**TEXTE DU DOCUMENT:**
━━━━━━━━━━━━━━━━━━━━

Depuis quelques mois, visiblement en colère, il refuse de se taire. C’est pas compliqué, il y en a plus que pour lui désormais, à peine ai-je le pied posé parterre, qu’il cogne comme un forcené.
Vous voyez docteur, j’ai aimé trop vite, j’ai aimé trop fort. Alors c’est sûr il a morflé et je crois que maintenant, il a bien l’intention de me faire payer l’addition. Entre nous, il s’excite pour rien, j’ai pas de pognon.

Alors,  j’ai tout le temps peur, faut bien dire docteur que pour moi la vie faut qu’elle aille vite, faut qu’elle aille fort, ben oui sinon c’est l’ennui et çà c’est la mort, non ?
Donnez-moi quelque chose Docteur pour soulager aussi mes maux de tête : je vous ai pas tout dit, je voulais pas vous effrayer, mais j’ai mal à l’âme aussi. Les pensées me cognent aussi, elles s’en prennent à mes tempes. Elles gueulent à tue-tête, qu’elles veulent se barrer, que si je les libère pas, elles vont me faire la fête. Elles disent que depuis que j’écoute mon cœur, je suis sourde à leur douleur !

━━━━━━━━━━━━━━━━━━━━

**INFORMATIONS FOURNIES:**
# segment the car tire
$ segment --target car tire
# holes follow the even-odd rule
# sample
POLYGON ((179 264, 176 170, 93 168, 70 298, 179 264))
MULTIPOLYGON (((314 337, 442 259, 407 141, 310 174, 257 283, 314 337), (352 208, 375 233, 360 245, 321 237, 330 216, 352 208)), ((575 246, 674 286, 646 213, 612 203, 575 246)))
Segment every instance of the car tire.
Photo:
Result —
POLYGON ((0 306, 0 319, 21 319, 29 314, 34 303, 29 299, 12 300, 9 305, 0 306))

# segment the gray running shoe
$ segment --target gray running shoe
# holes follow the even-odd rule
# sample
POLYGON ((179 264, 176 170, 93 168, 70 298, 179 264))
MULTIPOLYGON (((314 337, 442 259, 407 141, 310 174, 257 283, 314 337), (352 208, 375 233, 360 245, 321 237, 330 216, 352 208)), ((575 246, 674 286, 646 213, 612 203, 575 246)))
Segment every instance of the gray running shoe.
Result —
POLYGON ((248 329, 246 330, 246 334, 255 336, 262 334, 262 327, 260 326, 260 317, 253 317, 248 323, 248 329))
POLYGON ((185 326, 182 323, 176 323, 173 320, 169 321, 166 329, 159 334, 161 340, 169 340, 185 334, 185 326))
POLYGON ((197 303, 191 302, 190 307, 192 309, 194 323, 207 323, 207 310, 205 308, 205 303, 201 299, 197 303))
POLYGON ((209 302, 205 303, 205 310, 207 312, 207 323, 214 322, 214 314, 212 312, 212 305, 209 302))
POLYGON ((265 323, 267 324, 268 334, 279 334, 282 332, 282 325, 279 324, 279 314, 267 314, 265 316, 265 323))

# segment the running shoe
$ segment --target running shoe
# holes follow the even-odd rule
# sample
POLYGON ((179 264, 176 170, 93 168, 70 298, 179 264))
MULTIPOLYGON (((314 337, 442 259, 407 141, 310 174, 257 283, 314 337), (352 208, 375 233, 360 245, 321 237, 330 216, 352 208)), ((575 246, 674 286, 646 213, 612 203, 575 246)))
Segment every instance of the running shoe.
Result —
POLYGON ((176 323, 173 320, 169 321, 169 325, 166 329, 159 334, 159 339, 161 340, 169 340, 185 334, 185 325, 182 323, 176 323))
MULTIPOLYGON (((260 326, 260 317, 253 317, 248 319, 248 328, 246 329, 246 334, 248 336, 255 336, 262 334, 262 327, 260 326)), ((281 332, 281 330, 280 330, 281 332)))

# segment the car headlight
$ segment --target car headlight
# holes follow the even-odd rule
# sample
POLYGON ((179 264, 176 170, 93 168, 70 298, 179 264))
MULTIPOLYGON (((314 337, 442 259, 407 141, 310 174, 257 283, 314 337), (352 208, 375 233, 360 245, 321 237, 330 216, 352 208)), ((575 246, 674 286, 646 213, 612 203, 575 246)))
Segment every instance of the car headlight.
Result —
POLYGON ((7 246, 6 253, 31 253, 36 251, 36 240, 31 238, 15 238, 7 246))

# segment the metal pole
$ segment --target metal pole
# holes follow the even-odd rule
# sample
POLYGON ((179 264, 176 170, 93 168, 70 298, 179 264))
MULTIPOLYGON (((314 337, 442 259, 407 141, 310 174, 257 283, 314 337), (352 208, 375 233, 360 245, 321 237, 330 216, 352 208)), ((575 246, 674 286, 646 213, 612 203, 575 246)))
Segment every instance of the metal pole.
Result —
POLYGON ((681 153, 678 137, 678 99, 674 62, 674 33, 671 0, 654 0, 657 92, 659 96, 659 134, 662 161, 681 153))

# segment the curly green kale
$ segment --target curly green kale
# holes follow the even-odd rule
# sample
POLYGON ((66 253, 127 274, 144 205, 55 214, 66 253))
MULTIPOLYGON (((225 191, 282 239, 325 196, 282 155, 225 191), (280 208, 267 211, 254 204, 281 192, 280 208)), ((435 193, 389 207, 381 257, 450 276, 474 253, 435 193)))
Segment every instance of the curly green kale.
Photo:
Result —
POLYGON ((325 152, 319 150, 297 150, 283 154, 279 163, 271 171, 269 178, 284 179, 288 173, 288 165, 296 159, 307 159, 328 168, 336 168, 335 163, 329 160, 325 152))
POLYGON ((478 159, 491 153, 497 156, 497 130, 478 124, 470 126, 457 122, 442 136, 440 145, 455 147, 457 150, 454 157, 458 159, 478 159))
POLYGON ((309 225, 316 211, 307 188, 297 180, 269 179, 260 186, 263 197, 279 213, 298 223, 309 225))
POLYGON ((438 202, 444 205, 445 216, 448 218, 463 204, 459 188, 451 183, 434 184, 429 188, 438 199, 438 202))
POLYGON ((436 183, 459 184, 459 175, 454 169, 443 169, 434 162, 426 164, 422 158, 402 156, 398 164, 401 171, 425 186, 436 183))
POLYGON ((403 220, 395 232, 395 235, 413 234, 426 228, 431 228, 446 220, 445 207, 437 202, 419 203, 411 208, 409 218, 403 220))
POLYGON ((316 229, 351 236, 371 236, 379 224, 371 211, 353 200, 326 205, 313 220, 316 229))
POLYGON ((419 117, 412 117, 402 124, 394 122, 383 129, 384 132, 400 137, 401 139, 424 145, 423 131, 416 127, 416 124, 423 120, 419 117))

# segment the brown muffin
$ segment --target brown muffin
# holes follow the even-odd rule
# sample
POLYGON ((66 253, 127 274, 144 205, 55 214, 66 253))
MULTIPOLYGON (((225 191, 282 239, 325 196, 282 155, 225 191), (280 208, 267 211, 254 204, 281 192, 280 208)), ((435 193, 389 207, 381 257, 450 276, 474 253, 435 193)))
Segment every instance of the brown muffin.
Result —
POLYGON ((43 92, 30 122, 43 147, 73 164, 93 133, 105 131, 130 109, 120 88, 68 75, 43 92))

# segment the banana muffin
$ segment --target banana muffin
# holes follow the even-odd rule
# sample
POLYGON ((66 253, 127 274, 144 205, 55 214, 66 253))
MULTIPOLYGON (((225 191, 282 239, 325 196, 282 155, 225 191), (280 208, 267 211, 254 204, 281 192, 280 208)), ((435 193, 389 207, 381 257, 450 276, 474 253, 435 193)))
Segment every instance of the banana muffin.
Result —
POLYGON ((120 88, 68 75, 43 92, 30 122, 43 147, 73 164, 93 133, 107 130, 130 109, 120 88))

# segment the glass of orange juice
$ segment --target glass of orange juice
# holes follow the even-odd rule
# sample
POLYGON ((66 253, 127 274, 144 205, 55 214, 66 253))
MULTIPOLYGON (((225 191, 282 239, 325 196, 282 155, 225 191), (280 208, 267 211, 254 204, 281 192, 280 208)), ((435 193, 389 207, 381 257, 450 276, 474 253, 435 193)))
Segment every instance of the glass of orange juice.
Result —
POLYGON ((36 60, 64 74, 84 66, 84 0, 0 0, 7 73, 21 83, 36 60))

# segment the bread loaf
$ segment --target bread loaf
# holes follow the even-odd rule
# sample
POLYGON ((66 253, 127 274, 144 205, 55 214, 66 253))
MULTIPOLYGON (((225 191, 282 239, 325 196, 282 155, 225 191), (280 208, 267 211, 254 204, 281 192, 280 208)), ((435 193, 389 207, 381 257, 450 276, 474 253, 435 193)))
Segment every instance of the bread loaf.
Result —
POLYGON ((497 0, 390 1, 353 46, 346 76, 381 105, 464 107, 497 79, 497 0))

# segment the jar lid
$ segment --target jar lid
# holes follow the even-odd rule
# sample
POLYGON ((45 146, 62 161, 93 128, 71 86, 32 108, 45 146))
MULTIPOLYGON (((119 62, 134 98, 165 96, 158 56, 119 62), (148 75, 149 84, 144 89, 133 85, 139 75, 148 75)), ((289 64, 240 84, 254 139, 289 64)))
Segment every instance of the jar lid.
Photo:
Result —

━━━━━━━━━━━━━━━━━━━━

Mettez à jour le passage du texte qui va de « Depuis quelques mois, visiblement » à « comme un forcené. » en y remplaçant « forcené » par « furieux ». Appuyez-vous uniquement sur le texte.

Depuis quelques mois, visiblement en colère, il refuse de se taire. C’est pas compliqué, il y en a plus que pour lui désormais, à peine ai-je le pied posé parterre, qu’il cogne comme un furieux.